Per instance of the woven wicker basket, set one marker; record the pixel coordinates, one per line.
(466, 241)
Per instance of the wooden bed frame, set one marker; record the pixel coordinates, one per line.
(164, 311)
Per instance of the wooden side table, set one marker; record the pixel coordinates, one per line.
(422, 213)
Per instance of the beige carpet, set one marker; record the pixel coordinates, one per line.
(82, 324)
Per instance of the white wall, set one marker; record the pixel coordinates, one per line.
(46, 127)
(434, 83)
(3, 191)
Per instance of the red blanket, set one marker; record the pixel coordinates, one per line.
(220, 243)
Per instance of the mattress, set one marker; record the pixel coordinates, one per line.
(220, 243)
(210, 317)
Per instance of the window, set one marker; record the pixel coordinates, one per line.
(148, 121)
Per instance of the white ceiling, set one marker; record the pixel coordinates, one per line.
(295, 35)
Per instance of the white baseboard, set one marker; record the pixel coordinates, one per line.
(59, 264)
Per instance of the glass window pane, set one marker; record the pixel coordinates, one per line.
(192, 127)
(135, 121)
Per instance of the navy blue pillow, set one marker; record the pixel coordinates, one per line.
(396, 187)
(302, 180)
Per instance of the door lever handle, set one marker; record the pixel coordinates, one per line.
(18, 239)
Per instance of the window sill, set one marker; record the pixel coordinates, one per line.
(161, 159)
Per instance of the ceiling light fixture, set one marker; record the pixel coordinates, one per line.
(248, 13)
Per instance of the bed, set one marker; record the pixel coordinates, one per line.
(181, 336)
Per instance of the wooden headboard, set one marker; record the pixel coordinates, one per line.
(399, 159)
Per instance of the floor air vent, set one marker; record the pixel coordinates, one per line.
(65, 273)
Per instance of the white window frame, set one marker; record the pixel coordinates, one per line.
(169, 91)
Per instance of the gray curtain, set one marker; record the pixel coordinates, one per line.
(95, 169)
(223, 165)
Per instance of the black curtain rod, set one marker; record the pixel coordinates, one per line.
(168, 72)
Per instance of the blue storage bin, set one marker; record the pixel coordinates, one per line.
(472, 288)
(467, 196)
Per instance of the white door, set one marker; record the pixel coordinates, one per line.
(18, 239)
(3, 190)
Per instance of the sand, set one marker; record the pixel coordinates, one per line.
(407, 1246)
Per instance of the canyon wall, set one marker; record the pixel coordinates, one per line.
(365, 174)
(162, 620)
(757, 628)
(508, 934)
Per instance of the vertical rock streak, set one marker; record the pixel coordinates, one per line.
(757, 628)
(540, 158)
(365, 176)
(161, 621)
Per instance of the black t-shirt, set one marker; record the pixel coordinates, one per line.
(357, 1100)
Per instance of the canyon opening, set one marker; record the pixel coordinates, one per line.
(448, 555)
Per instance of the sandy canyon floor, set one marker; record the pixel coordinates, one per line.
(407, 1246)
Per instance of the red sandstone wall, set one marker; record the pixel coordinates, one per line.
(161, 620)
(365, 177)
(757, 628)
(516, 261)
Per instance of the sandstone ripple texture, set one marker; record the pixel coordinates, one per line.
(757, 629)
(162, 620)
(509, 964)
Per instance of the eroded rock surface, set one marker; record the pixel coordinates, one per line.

_PROMPT_
Please write out all the items above again, switching every "marker" to "pin" and leaving everything else unchanged.

_ANSWER FOR THIS EXERCISE_
Per instance of the woven wicker basket, set one pin; record the pixel coordinates, one per line.
(466, 241)
Per instance of the wooden bed frame, set one pin; record the pixel coordinates, one per line.
(164, 311)
Per instance of the wooden side table, set one pin; record the pixel coordinates, one per line.
(422, 213)
Per instance of the beige carpet, set one pin; record the pixel coordinates, one per line.
(82, 324)
Per instance of the white wall, set one pin; record the pixel coordinates, one per line.
(46, 127)
(434, 83)
(3, 191)
Per instance of the red blanket, set one pin; record the pixel coordinates, one per line.
(220, 243)
Per instance of the mattress, set one pin; record the pixel coordinates, one per line.
(220, 243)
(210, 317)
Per instance of the window, set one pin; record the pixel coordinates, one per line.
(148, 121)
Per instance of the white ceiling, set one pin; record the pixel coordinates, one per line.
(295, 35)
Per instance of the white baseboard, set one pin; record the pixel coordinates, one per line.
(59, 264)
Per instance of the glass window pane, set one pin; record the pixel coordinates, one per line.
(192, 127)
(135, 121)
Per instance of the navy blue pillow, set one pin; record the pixel coordinates, one per line.
(396, 187)
(302, 180)
Per instance of the door lever handle, set one pin; record the pixel coordinates, one per line.
(18, 239)
Per instance of the window sill, set one pin; record the pixel coordinates, one per line.
(161, 159)
Per instance of the ceiling light fixture, set one pin; record the pixel coordinates, one per line.
(248, 13)
Per instance of the bed, set one pin; record the pixel coordinates, one per line.
(181, 336)
Per instance of the wooden headboard, set one pin; record the pixel coordinates, one per line.
(399, 159)
Per instance of the floor air vent, set one pin; record the pixel coordinates, one per line.
(65, 273)
Per instance of the white window frame, set one pin; record the pixel coordinates, one per line.
(169, 91)
Per instance of the gray curtain, set one pin; record the pixel coordinates, one per line.
(95, 169)
(223, 165)
Per instance of the black curtain rod, set one pin; record the pixel coordinates, one per line.
(168, 72)
Per instance of the blue storage bin, set one pin; record the pixel coordinates, one per line.
(472, 288)
(467, 196)
Per instance of the white door, set one pin; record the pixel coordinates, one per line.
(18, 239)
(3, 190)
Per instance of the sand, set one pin; record the pixel coordinates, one per line.
(407, 1246)
Per instance of the canyon wall, set one pin; record the pixel coordinates, one per line.
(365, 174)
(162, 620)
(757, 628)
(508, 934)
Per instance of the vertical rock streak, set one pin; record the pixel coordinates, one per line.
(757, 628)
(540, 158)
(365, 176)
(161, 621)
Per instance of the black t-shirt, set one pin; record the pixel coordinates, one per line.
(357, 1100)
Per instance of the canyon opening, set one pin; record the pixel coordinates, one per line.
(448, 555)
Per instance of the sandy canyon floor, set one pin; record the pixel coordinates, one per line.
(407, 1246)
Per instance of the red sandstone wall, set one pin; record the pixel coordinates, one per line.
(161, 620)
(365, 177)
(757, 628)
(516, 261)
Per instance of the sandstone ripple texture, set one pin; record the pixel coordinates, one per line.
(757, 629)
(162, 620)
(509, 964)
Per instance of the eroded rock surface, set one pin; record the pixel coordinates, one per line.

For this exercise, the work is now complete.